> _Tasks and exercises_:
(a) Summarize the metadherin passage in two sentences.
(b) From the metadherin passage, quote the words from "A different mechanism" to "ferroptosis inducers [61].".

> _Page excerpt_:
↓↓↓

A different mechanism is provided by increased expression of metadherin. Metadherin (also known as astrocyte elevated gene 1 or LYRIC) is a tumour associated antigen, which promotes EMT including downregulation of E-cadherin by activating multiple pathways, such as Wnt/b-catenin, MAPK and PI3K/AKT signalling [60]. Interestingly, metadherin also functions as an RNA binding protein leading to downregulation of GPX4 and SLC3A2, the system x_c- dimerization partner, and consequently to an elevated vulnerability to ferroptosis inducers [61].

↑↑↑

> _Provided material_:
↓↓↓

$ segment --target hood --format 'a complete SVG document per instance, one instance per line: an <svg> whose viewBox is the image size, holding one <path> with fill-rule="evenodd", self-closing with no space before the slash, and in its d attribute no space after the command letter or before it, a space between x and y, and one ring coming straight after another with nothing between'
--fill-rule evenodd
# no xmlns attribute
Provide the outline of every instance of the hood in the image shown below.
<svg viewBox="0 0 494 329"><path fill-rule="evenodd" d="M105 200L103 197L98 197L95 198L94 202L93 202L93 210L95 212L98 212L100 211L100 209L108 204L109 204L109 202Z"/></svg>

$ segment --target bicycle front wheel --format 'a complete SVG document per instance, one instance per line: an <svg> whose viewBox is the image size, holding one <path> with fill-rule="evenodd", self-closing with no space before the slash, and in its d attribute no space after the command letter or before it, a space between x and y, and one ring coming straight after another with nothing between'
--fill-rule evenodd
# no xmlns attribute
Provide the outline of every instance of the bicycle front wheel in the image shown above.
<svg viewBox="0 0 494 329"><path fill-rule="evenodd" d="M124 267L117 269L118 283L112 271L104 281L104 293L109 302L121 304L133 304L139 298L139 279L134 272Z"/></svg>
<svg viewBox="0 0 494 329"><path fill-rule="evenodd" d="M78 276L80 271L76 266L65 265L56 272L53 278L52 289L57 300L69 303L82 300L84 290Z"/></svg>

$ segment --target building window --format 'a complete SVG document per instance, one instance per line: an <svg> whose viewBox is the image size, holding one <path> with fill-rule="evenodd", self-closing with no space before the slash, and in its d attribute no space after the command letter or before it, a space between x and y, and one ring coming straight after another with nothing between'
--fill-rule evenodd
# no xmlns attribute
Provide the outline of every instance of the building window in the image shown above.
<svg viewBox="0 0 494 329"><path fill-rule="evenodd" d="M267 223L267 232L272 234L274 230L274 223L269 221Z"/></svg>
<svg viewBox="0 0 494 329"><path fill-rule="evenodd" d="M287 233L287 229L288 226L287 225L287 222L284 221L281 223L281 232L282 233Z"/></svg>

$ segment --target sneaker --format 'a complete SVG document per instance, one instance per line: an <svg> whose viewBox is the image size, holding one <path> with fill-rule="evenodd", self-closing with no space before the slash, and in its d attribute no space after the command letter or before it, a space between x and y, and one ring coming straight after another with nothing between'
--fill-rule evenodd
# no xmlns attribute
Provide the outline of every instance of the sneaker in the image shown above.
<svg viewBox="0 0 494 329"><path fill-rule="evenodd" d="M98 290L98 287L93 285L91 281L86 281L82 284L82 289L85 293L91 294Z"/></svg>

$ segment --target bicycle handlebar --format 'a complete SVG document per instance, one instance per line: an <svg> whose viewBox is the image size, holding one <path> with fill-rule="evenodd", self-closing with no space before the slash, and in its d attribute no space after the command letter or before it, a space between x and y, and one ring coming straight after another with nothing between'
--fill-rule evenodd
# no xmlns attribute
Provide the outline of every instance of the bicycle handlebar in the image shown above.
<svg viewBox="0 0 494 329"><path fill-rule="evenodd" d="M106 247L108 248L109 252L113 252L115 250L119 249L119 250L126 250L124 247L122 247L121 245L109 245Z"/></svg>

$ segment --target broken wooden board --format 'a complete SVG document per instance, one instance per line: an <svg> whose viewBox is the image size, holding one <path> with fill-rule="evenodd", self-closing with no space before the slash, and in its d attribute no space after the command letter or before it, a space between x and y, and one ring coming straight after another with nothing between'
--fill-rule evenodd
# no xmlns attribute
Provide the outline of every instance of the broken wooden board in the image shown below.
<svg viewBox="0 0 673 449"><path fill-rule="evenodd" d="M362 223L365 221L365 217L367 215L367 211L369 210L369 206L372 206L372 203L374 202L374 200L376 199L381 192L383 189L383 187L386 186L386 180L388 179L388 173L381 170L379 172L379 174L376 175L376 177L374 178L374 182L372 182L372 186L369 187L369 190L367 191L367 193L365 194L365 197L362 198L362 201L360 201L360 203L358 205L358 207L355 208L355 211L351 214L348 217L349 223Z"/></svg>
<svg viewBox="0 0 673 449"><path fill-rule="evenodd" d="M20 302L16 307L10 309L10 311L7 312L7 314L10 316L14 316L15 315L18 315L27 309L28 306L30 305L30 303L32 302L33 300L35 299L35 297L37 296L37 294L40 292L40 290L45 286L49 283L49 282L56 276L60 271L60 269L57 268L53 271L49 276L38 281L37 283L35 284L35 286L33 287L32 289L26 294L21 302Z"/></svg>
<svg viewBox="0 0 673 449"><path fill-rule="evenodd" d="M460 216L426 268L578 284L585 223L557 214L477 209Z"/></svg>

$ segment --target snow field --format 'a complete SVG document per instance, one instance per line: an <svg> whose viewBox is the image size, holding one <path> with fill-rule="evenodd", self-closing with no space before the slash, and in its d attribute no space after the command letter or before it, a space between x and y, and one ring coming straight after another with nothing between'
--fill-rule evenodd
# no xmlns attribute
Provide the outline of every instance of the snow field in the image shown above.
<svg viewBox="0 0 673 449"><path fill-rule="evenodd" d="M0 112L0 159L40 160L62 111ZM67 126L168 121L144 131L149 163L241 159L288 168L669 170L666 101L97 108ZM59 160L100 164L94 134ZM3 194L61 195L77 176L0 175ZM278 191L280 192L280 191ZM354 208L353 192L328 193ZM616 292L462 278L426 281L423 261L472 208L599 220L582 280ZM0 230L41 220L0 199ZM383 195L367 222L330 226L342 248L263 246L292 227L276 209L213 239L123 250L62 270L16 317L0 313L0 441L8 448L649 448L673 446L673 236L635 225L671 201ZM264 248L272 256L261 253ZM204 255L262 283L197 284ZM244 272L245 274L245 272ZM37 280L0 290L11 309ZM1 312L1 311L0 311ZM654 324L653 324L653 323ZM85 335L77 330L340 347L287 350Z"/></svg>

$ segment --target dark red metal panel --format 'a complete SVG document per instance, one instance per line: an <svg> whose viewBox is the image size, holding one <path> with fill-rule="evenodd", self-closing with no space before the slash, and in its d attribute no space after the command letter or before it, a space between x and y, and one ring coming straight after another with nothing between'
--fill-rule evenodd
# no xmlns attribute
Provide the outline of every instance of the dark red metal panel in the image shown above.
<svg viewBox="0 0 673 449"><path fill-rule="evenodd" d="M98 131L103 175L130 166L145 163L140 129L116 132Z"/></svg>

↑↑↑

> _Task-by-task solutions_:
(a) Metadherin, also known as astrocyte elevated gene 1 or LYRIC, is a tumor-associated antigen that promotes EMT, including downregulation of E-cadherin, by activating pathways such as Wnt/b-catenin, MAPK and PI3K/AKT signaling. It also acts as an RNA binding protein that downregulates GPX4 and SLC3A2, which raises vulnerability to ferroptosis inducers.

(b)
A different mechanism is provided by increased expression of metadherin. Metadherin (also known as astrocyte elevated gene 1 or LYRIC) is a tumour associated antigen, which promotes EMT including downregulation of E-cadherin by activating multiple pathways, such as Wnt/b-catenin, MAPK and PI3K/AKT signalling [60]. Interestingly, metadherin also functions as an RNA binding protein leading to downregulation of GPX4 and SLC3A2, the system x_c- dimerization partner, and consequently to an elevated vulnerability to ferroptosis inducers [61].